■ Work instructions:
Please, could you print all the lines below exactly, leaving out the pictures?

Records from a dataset
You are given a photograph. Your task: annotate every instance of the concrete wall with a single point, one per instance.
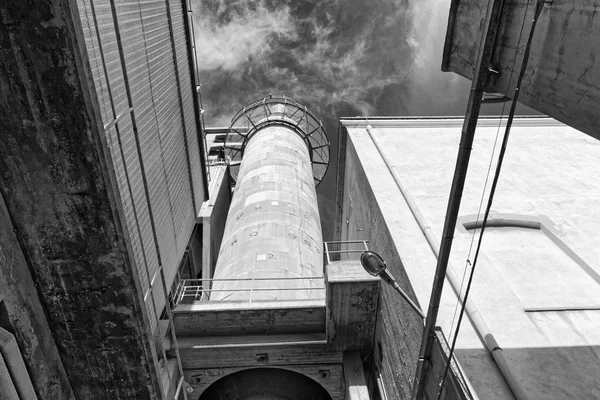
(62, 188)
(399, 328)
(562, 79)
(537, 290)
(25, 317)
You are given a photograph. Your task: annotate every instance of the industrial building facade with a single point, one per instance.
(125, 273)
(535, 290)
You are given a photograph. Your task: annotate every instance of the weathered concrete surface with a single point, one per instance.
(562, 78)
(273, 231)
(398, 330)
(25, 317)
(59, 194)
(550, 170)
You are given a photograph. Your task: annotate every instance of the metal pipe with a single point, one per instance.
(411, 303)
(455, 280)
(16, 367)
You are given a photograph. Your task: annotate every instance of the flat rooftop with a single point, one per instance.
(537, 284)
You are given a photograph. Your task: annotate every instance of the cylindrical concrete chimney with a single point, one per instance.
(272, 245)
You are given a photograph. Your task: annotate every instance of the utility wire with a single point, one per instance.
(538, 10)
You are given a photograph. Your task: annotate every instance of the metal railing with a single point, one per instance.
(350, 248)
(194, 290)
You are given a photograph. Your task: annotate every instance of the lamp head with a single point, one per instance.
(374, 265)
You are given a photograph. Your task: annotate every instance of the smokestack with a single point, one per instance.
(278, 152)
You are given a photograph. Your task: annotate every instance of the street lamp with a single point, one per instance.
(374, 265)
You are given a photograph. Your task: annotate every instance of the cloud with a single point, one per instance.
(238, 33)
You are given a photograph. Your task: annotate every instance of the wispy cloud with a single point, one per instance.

■ Task response:
You are given a photograph. Your task: annotate every instance of the concrete wall with a single point, one per instance.
(62, 188)
(399, 328)
(562, 79)
(537, 290)
(25, 317)
You are given a photograph. Your task: annotate every instance of the industrial building facade with a single point, one per instance.
(125, 273)
(535, 290)
You are given a photograph. Your task: annotate every instance of the weathered concrete surface with a single point, one per instance.
(562, 78)
(273, 231)
(398, 330)
(25, 317)
(59, 194)
(550, 170)
You are given a photograph. Your task: annotate every instance of the metal pipe with a single point, one per instance.
(411, 303)
(455, 280)
(16, 367)
You are given a photograph. Your task: annotate every instance of the flat rooftop with a single point, one per instance.
(537, 284)
You are given a photograph. Your task: annotate every instance of the cylindrical concrete chimney with a single point, one per instance.
(272, 245)
You are given a photograph. Your task: annotate every instance of the utility wire with a single point, one per instance.
(538, 10)
You are given a photograph. Your task: annotate every instance of the metal railing with a single point, one per instance.
(350, 248)
(194, 290)
You are given a photograph. Your task: annotate every instance of the lamp head with a single point, one per instance.
(374, 265)
You are given a photograph. Your task: annotate every instance of the smokestack with a single point, one per instance.
(278, 152)
You are given a photograph. Your task: annotate every instance of the street lamp with a single point, one per instance.
(374, 265)
You are given a photograph. Your task: annotate every instance of the cloud with a single point, one per instance.
(238, 33)
You are given a photograph. Your task: annotate every instance of the wispy cloud with a single point, one per instance.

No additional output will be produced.